═════ RECORDS FOR THIS EXERCISE

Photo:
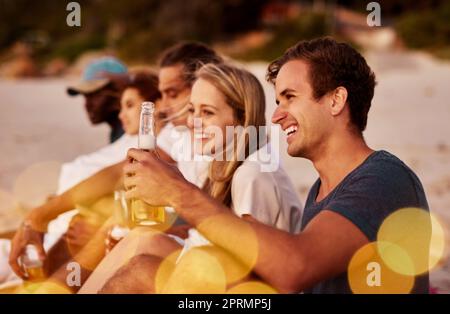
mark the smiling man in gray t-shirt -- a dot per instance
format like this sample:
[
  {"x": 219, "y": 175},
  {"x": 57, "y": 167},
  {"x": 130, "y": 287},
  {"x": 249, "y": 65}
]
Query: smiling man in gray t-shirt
[{"x": 324, "y": 91}]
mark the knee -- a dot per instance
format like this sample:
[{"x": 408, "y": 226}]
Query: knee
[{"x": 134, "y": 277}]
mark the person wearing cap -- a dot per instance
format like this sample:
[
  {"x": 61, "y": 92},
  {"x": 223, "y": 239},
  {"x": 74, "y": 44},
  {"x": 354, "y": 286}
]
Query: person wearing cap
[{"x": 101, "y": 87}]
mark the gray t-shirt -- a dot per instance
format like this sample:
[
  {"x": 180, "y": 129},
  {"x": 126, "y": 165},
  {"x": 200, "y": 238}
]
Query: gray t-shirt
[{"x": 366, "y": 196}]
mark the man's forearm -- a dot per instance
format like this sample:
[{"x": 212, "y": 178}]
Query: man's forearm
[{"x": 268, "y": 251}]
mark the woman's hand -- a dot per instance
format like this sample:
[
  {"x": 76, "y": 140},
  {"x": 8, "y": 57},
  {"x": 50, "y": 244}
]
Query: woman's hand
[
  {"x": 148, "y": 178},
  {"x": 26, "y": 234}
]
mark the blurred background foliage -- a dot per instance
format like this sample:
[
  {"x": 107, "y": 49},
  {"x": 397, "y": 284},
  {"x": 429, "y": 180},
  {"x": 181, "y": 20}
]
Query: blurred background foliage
[{"x": 137, "y": 30}]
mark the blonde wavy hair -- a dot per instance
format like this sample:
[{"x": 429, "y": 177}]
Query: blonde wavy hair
[{"x": 245, "y": 95}]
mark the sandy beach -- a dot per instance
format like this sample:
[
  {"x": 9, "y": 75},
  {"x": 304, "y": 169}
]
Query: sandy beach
[{"x": 40, "y": 127}]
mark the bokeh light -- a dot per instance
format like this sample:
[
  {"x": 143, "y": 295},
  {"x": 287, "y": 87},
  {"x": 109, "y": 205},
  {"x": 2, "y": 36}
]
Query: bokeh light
[
  {"x": 197, "y": 271},
  {"x": 239, "y": 237},
  {"x": 368, "y": 274},
  {"x": 419, "y": 234},
  {"x": 46, "y": 287},
  {"x": 252, "y": 287}
]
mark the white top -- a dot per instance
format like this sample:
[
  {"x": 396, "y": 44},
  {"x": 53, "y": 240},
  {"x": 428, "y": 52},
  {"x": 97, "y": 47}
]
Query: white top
[
  {"x": 80, "y": 169},
  {"x": 175, "y": 141},
  {"x": 85, "y": 166},
  {"x": 269, "y": 197}
]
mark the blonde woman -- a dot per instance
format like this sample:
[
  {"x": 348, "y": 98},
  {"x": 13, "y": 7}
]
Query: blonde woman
[{"x": 222, "y": 96}]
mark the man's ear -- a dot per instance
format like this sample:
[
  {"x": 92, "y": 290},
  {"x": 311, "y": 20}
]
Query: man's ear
[{"x": 338, "y": 98}]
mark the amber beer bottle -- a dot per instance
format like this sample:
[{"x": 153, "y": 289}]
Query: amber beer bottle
[
  {"x": 143, "y": 214},
  {"x": 32, "y": 265}
]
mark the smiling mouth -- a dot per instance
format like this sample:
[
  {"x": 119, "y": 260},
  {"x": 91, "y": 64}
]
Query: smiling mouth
[
  {"x": 291, "y": 130},
  {"x": 202, "y": 136}
]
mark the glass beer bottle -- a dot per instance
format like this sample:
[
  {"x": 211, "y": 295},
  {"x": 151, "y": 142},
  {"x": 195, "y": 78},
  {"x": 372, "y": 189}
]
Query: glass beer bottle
[
  {"x": 143, "y": 214},
  {"x": 32, "y": 265}
]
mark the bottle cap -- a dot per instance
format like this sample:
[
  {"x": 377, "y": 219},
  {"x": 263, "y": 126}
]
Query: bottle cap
[{"x": 118, "y": 232}]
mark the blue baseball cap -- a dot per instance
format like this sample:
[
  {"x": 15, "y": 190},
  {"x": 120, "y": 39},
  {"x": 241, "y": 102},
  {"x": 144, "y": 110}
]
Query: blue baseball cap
[{"x": 97, "y": 75}]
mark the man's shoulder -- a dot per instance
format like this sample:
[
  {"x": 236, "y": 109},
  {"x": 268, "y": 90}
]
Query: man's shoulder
[{"x": 383, "y": 168}]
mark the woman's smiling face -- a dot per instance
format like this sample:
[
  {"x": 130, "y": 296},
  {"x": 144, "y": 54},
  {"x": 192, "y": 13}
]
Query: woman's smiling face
[{"x": 208, "y": 104}]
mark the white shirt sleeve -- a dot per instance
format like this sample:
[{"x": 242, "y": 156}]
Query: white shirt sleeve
[{"x": 84, "y": 166}]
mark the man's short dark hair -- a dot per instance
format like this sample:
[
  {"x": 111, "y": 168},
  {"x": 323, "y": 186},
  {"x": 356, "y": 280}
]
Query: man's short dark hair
[
  {"x": 192, "y": 55},
  {"x": 332, "y": 64}
]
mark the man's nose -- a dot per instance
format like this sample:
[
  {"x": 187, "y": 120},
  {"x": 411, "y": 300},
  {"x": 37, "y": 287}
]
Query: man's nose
[{"x": 278, "y": 115}]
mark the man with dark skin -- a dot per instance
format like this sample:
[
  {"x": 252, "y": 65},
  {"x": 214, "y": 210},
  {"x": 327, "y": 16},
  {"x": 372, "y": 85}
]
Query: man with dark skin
[
  {"x": 324, "y": 91},
  {"x": 101, "y": 88},
  {"x": 177, "y": 67}
]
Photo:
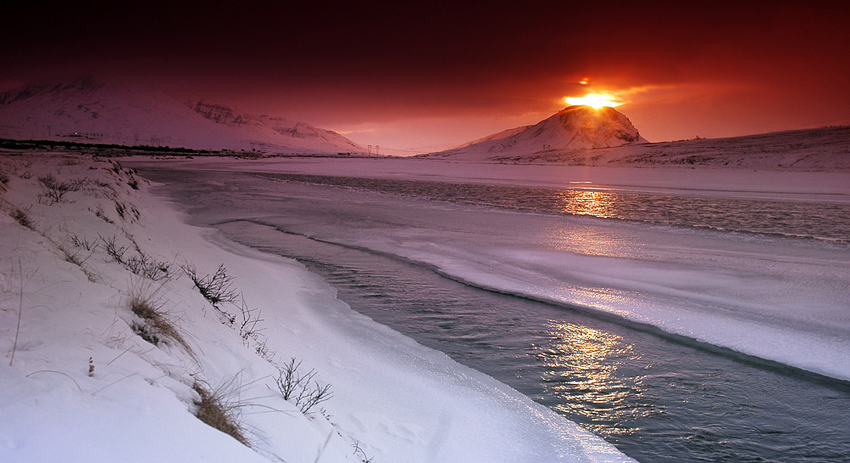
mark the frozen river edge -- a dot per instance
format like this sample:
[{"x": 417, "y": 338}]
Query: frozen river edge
[{"x": 78, "y": 356}]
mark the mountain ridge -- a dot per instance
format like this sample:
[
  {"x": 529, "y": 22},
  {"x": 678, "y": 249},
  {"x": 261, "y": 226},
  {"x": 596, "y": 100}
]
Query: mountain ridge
[
  {"x": 90, "y": 110},
  {"x": 574, "y": 127}
]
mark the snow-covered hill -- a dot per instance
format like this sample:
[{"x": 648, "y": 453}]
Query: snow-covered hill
[
  {"x": 581, "y": 136},
  {"x": 111, "y": 352},
  {"x": 91, "y": 111},
  {"x": 573, "y": 128}
]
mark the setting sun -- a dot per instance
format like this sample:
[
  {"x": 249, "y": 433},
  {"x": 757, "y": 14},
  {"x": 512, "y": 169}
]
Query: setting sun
[{"x": 594, "y": 99}]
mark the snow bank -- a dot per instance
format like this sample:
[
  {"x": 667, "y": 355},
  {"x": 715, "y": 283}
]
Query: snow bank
[
  {"x": 81, "y": 384},
  {"x": 778, "y": 299}
]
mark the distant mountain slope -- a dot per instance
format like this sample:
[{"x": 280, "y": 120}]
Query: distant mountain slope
[
  {"x": 573, "y": 128},
  {"x": 580, "y": 135},
  {"x": 88, "y": 110},
  {"x": 822, "y": 149}
]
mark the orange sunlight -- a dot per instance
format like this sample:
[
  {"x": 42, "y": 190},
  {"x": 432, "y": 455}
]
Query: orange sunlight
[{"x": 594, "y": 99}]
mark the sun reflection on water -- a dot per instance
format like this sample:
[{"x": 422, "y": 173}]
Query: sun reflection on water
[
  {"x": 587, "y": 202},
  {"x": 582, "y": 372}
]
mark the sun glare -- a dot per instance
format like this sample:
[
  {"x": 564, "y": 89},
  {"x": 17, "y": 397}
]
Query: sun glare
[{"x": 594, "y": 99}]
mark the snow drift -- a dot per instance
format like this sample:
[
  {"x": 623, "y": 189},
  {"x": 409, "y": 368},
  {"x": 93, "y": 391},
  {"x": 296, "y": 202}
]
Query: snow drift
[{"x": 86, "y": 378}]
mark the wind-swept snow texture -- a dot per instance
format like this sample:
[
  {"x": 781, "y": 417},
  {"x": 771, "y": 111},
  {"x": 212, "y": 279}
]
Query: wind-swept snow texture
[
  {"x": 91, "y": 111},
  {"x": 778, "y": 298},
  {"x": 86, "y": 379}
]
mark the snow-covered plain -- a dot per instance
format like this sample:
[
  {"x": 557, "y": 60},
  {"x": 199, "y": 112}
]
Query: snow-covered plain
[
  {"x": 776, "y": 298},
  {"x": 79, "y": 383}
]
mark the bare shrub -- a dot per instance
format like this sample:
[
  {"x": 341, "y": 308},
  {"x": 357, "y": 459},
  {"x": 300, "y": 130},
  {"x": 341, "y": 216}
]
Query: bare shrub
[
  {"x": 248, "y": 325},
  {"x": 102, "y": 215},
  {"x": 22, "y": 218},
  {"x": 83, "y": 243},
  {"x": 140, "y": 264},
  {"x": 113, "y": 249},
  {"x": 216, "y": 288},
  {"x": 155, "y": 326},
  {"x": 306, "y": 392},
  {"x": 217, "y": 408},
  {"x": 53, "y": 190}
]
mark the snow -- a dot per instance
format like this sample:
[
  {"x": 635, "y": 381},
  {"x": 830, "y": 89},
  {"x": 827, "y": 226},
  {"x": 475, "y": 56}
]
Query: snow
[
  {"x": 778, "y": 299},
  {"x": 573, "y": 128},
  {"x": 393, "y": 400},
  {"x": 92, "y": 111}
]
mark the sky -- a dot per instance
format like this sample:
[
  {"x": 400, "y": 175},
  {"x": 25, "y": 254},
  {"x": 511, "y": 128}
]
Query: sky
[{"x": 432, "y": 75}]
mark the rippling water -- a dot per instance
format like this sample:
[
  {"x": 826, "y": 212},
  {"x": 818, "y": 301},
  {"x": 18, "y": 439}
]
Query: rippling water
[
  {"x": 658, "y": 399},
  {"x": 823, "y": 221}
]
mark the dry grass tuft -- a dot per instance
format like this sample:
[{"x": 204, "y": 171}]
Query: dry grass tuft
[
  {"x": 216, "y": 410},
  {"x": 156, "y": 326},
  {"x": 22, "y": 218}
]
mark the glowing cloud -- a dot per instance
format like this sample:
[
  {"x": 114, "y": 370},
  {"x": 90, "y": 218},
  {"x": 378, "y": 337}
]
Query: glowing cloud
[{"x": 594, "y": 99}]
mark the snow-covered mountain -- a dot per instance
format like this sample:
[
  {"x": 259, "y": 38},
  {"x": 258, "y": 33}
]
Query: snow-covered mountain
[
  {"x": 573, "y": 128},
  {"x": 88, "y": 110}
]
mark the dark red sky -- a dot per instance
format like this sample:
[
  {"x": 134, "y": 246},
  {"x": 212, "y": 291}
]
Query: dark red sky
[{"x": 433, "y": 75}]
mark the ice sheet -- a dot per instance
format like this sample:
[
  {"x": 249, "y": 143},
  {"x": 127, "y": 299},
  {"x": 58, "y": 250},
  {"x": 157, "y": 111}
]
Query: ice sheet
[{"x": 776, "y": 298}]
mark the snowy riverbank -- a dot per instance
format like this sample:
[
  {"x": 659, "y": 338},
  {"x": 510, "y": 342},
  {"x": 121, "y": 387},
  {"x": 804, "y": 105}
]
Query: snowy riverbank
[{"x": 87, "y": 379}]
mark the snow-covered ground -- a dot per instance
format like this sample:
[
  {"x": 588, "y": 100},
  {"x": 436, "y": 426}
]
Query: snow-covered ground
[
  {"x": 88, "y": 110},
  {"x": 81, "y": 383},
  {"x": 777, "y": 298}
]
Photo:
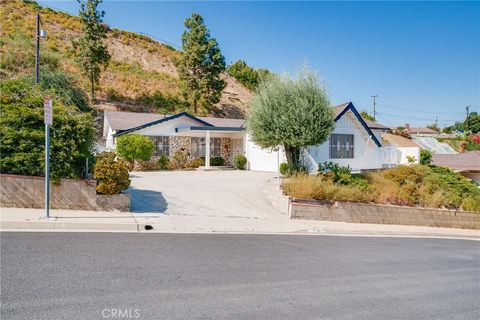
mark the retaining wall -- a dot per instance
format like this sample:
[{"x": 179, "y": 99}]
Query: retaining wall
[
  {"x": 382, "y": 214},
  {"x": 29, "y": 192}
]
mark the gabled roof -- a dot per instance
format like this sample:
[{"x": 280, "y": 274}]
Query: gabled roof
[
  {"x": 421, "y": 130},
  {"x": 127, "y": 120},
  {"x": 371, "y": 124},
  {"x": 460, "y": 162},
  {"x": 340, "y": 110},
  {"x": 167, "y": 118},
  {"x": 399, "y": 141}
]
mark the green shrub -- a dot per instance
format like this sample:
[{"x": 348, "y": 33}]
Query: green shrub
[
  {"x": 149, "y": 165},
  {"x": 293, "y": 169},
  {"x": 240, "y": 161},
  {"x": 179, "y": 160},
  {"x": 342, "y": 174},
  {"x": 65, "y": 88},
  {"x": 111, "y": 175},
  {"x": 217, "y": 161},
  {"x": 415, "y": 185},
  {"x": 133, "y": 147},
  {"x": 22, "y": 129},
  {"x": 425, "y": 157},
  {"x": 163, "y": 162}
]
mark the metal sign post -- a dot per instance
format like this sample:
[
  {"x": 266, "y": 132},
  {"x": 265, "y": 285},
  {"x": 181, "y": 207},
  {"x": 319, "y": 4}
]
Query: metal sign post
[{"x": 48, "y": 120}]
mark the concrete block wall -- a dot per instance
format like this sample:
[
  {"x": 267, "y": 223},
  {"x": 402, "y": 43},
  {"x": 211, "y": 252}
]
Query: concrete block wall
[
  {"x": 382, "y": 214},
  {"x": 29, "y": 192}
]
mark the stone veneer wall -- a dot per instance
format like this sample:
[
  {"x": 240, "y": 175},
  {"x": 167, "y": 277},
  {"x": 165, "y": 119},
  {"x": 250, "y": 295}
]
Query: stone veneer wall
[
  {"x": 29, "y": 192},
  {"x": 226, "y": 150},
  {"x": 179, "y": 143},
  {"x": 184, "y": 143}
]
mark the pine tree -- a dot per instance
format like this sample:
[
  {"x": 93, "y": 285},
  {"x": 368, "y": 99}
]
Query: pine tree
[
  {"x": 91, "y": 50},
  {"x": 201, "y": 65}
]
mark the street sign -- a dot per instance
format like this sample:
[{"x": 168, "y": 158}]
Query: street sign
[{"x": 47, "y": 107}]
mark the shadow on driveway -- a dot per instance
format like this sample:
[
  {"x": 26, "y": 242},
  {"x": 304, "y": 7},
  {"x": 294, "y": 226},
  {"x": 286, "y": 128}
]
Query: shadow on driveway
[{"x": 143, "y": 201}]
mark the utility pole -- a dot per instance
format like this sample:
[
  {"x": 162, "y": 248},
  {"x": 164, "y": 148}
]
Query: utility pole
[
  {"x": 466, "y": 119},
  {"x": 39, "y": 34},
  {"x": 374, "y": 111},
  {"x": 37, "y": 51}
]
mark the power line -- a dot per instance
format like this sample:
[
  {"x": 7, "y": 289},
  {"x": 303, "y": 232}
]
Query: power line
[{"x": 414, "y": 118}]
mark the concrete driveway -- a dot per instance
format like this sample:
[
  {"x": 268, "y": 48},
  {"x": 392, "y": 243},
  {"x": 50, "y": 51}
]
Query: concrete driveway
[{"x": 227, "y": 194}]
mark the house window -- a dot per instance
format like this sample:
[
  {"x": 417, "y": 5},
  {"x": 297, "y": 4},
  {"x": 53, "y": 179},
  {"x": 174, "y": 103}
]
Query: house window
[
  {"x": 198, "y": 147},
  {"x": 162, "y": 145},
  {"x": 341, "y": 146}
]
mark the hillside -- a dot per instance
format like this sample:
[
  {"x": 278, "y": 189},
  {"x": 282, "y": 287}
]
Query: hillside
[{"x": 140, "y": 77}]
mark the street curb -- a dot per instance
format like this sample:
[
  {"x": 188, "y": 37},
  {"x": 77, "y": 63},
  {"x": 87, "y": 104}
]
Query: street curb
[{"x": 139, "y": 228}]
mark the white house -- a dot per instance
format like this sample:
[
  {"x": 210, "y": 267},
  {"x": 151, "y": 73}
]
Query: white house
[
  {"x": 403, "y": 149},
  {"x": 354, "y": 141}
]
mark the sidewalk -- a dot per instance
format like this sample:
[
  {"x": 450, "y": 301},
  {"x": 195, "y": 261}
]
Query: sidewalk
[{"x": 17, "y": 219}]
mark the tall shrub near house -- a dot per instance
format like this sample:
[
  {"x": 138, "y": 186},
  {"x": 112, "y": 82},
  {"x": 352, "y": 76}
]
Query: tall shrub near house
[
  {"x": 22, "y": 129},
  {"x": 111, "y": 174},
  {"x": 201, "y": 65},
  {"x": 292, "y": 112},
  {"x": 134, "y": 147}
]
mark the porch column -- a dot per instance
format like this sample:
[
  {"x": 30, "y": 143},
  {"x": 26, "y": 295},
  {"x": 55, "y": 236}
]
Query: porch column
[{"x": 207, "y": 149}]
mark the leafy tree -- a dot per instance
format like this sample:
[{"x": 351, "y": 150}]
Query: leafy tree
[
  {"x": 91, "y": 50},
  {"x": 294, "y": 113},
  {"x": 367, "y": 116},
  {"x": 201, "y": 65},
  {"x": 133, "y": 147},
  {"x": 22, "y": 137},
  {"x": 111, "y": 174}
]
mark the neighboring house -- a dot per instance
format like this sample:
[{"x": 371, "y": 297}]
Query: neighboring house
[
  {"x": 354, "y": 141},
  {"x": 404, "y": 148},
  {"x": 467, "y": 164}
]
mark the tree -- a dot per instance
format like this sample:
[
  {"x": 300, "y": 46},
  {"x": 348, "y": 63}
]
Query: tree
[
  {"x": 472, "y": 123},
  {"x": 367, "y": 116},
  {"x": 246, "y": 75},
  {"x": 201, "y": 65},
  {"x": 133, "y": 147},
  {"x": 91, "y": 50},
  {"x": 294, "y": 113},
  {"x": 22, "y": 132}
]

══════════

WHAT YOU WILL DO: Reprint exactly the lines above that start at the one with "Query: bokeh light" and end at the one with "mark the woman's smiling", keeping both and adding none.

TASK RESULT:
Query: bokeh light
[
  {"x": 197, "y": 271},
  {"x": 239, "y": 237},
  {"x": 368, "y": 274},
  {"x": 419, "y": 234},
  {"x": 46, "y": 287},
  {"x": 252, "y": 287}
]
mark the white top -- a dot per instance
format like this sample:
[
  {"x": 396, "y": 44},
  {"x": 53, "y": 240},
  {"x": 428, "y": 52},
  {"x": 97, "y": 47}
]
Query: white top
[
  {"x": 80, "y": 169},
  {"x": 175, "y": 141},
  {"x": 85, "y": 166},
  {"x": 269, "y": 197}
]
mark the blonde woman -- a dot per instance
format like this sample:
[
  {"x": 348, "y": 98},
  {"x": 13, "y": 7}
]
Query: blonde woman
[{"x": 222, "y": 96}]
mark the man's ear -- a dot per instance
format like this sample:
[
  {"x": 92, "y": 290},
  {"x": 311, "y": 20}
]
Query: man's ear
[{"x": 338, "y": 98}]
mark the amber beer bottle -- a dot per instance
format like this sample:
[{"x": 153, "y": 289}]
Query: amber beer bottle
[
  {"x": 143, "y": 214},
  {"x": 32, "y": 265}
]
mark the smiling mouth -- a dot per instance
format like this sample:
[
  {"x": 119, "y": 260},
  {"x": 91, "y": 64}
]
Query: smiling mouth
[
  {"x": 291, "y": 130},
  {"x": 202, "y": 136}
]
mark the glass beer bottle -- a dot per instance
format like this sample:
[
  {"x": 211, "y": 295},
  {"x": 151, "y": 142},
  {"x": 195, "y": 78},
  {"x": 372, "y": 189}
]
Query: glass beer bottle
[
  {"x": 143, "y": 214},
  {"x": 32, "y": 265}
]
mark the bottle cap -- a dot per instance
format like this sample:
[
  {"x": 377, "y": 219},
  {"x": 263, "y": 126}
]
Query: bottle cap
[{"x": 118, "y": 232}]
mark the blue baseball cap -- a dot per instance
format like this sample:
[
  {"x": 15, "y": 190},
  {"x": 120, "y": 39},
  {"x": 241, "y": 102},
  {"x": 144, "y": 110}
]
Query: blue baseball cap
[{"x": 97, "y": 75}]
mark the man's shoulder -- a dot per instance
format like this sample:
[
  {"x": 236, "y": 109},
  {"x": 268, "y": 90}
]
Query: man's shoulder
[{"x": 383, "y": 168}]
mark the woman's smiling face -- a dot per instance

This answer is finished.